**EXERCISE DIRECTIONS**
Return the line containing "Provide one point per instance of the dark" and all lines after it exactly; stop at the end of the material.
────────────────
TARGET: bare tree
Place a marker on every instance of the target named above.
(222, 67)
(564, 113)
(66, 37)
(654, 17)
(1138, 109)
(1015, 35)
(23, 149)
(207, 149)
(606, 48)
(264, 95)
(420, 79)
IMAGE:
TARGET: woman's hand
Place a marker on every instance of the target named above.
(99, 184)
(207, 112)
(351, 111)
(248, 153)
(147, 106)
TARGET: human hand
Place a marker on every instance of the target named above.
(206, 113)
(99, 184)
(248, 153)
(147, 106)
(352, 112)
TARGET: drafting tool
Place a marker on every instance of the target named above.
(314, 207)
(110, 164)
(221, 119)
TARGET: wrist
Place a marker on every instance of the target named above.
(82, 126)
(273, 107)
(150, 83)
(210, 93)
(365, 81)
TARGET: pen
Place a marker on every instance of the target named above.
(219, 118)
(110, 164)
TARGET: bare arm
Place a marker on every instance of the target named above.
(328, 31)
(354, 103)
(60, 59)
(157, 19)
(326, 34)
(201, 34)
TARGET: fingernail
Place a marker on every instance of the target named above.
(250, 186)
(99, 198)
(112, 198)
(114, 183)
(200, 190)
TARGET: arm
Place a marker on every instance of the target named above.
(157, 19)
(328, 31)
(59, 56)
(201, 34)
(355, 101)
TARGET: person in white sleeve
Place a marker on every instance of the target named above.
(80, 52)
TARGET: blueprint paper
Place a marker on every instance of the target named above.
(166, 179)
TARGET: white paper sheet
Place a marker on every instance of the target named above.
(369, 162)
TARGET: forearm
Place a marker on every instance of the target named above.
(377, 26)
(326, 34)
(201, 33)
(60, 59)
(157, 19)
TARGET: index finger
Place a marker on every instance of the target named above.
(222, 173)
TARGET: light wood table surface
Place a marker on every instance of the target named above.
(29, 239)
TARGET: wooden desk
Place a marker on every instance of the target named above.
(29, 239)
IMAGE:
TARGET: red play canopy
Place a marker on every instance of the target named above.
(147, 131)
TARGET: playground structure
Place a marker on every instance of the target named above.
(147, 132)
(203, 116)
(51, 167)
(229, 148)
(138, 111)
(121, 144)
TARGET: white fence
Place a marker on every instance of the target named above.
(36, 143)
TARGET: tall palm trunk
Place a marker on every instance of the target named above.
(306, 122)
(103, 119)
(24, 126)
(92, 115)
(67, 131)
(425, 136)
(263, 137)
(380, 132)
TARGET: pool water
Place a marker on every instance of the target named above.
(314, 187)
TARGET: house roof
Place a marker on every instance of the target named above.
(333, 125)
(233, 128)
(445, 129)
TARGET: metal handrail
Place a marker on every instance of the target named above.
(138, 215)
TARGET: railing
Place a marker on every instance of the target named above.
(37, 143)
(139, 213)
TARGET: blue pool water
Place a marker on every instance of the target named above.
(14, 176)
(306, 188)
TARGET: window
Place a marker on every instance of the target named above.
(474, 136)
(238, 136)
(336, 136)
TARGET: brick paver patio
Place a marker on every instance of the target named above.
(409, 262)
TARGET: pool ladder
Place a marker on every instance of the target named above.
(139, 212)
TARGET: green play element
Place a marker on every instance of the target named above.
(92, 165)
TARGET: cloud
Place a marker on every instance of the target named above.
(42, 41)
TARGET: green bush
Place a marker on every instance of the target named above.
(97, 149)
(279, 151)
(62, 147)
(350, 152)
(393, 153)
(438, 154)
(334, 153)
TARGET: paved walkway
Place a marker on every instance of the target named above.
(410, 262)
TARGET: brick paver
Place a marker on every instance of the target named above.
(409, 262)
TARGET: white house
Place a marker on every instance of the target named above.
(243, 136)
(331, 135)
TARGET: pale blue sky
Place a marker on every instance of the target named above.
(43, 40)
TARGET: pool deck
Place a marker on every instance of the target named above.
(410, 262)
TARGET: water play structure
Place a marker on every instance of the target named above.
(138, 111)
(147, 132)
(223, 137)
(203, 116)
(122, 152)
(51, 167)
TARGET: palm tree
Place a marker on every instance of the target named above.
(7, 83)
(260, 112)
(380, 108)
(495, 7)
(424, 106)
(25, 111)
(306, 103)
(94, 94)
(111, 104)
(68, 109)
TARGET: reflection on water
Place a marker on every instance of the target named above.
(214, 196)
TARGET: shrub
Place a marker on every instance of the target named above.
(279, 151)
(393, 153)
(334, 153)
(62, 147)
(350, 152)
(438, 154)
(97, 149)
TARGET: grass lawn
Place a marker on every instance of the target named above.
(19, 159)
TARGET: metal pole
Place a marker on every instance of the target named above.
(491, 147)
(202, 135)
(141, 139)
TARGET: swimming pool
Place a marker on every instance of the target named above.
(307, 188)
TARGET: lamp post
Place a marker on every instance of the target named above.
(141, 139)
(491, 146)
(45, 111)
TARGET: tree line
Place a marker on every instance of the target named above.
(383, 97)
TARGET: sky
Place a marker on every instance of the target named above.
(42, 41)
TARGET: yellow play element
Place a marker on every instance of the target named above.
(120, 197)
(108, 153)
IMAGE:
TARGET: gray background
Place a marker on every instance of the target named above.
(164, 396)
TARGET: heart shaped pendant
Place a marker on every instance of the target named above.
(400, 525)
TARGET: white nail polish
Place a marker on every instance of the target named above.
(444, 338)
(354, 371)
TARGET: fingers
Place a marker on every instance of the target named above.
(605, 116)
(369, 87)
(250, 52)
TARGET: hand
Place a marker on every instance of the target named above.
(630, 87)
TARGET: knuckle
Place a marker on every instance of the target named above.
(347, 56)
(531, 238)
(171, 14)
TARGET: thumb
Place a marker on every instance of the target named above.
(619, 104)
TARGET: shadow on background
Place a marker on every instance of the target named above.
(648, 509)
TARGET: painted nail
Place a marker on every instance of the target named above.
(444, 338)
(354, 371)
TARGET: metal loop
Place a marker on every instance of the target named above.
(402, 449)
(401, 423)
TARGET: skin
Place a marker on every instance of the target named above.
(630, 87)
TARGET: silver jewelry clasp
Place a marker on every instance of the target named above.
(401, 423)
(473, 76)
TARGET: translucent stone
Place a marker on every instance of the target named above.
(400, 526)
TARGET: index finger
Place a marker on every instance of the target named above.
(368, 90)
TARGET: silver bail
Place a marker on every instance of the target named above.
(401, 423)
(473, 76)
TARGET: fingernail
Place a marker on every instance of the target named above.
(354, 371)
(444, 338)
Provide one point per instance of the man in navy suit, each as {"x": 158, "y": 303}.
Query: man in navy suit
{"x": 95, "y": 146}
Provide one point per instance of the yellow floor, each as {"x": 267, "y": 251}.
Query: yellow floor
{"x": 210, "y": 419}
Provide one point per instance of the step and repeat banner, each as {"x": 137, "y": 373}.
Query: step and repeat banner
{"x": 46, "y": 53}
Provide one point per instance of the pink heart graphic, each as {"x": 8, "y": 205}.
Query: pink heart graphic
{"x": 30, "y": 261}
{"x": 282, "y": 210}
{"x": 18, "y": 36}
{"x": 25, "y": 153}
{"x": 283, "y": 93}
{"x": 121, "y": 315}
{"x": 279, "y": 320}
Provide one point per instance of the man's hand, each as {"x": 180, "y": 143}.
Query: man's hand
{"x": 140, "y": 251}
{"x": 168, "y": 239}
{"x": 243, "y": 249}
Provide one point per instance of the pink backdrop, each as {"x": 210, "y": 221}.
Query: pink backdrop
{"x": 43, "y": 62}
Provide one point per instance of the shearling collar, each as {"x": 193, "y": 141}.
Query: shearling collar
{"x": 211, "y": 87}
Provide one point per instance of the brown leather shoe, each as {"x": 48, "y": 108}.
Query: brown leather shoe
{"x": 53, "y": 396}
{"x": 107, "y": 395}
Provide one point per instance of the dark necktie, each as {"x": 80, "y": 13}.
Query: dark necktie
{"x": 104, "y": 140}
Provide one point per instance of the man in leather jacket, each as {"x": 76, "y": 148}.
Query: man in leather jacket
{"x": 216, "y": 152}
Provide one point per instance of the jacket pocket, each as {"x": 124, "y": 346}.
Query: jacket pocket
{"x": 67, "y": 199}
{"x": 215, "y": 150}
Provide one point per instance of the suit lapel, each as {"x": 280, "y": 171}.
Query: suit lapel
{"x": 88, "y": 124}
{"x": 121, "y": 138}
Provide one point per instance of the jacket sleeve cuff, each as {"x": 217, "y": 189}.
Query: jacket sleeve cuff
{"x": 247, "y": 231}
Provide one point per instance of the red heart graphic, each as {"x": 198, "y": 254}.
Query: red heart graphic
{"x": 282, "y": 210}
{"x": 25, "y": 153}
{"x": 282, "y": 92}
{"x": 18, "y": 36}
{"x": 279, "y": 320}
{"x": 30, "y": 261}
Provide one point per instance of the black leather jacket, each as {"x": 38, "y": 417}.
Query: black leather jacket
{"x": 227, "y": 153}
────────────────
**WORKED ANSWER**
Provide one point per instance of the dark necktie, each as {"x": 80, "y": 13}.
Query: dark necktie
{"x": 104, "y": 140}
Provide one point per instance of the man in leather jacket, each as {"x": 76, "y": 148}.
Query: man in leather jacket
{"x": 216, "y": 152}
Provide one point per instance of the jacket pocket, each as {"x": 124, "y": 346}.
Query: jacket pocket
{"x": 67, "y": 199}
{"x": 215, "y": 150}
Provide one point per instance of the suit lapel, each as {"x": 280, "y": 171}.
Query: suit lapel
{"x": 88, "y": 124}
{"x": 121, "y": 138}
Provide one point per instance of the jacket sleeve cuff, each as {"x": 217, "y": 189}.
Query: jacket sleeve cuff
{"x": 247, "y": 231}
Provide one point per instance of the red heart graphic, each as {"x": 198, "y": 254}.
Query: red heart graphic
{"x": 282, "y": 210}
{"x": 25, "y": 153}
{"x": 282, "y": 92}
{"x": 18, "y": 36}
{"x": 279, "y": 320}
{"x": 30, "y": 261}
Provide one point per instance of the black leather jacket, each as {"x": 38, "y": 417}.
Query: black leather jacket
{"x": 227, "y": 153}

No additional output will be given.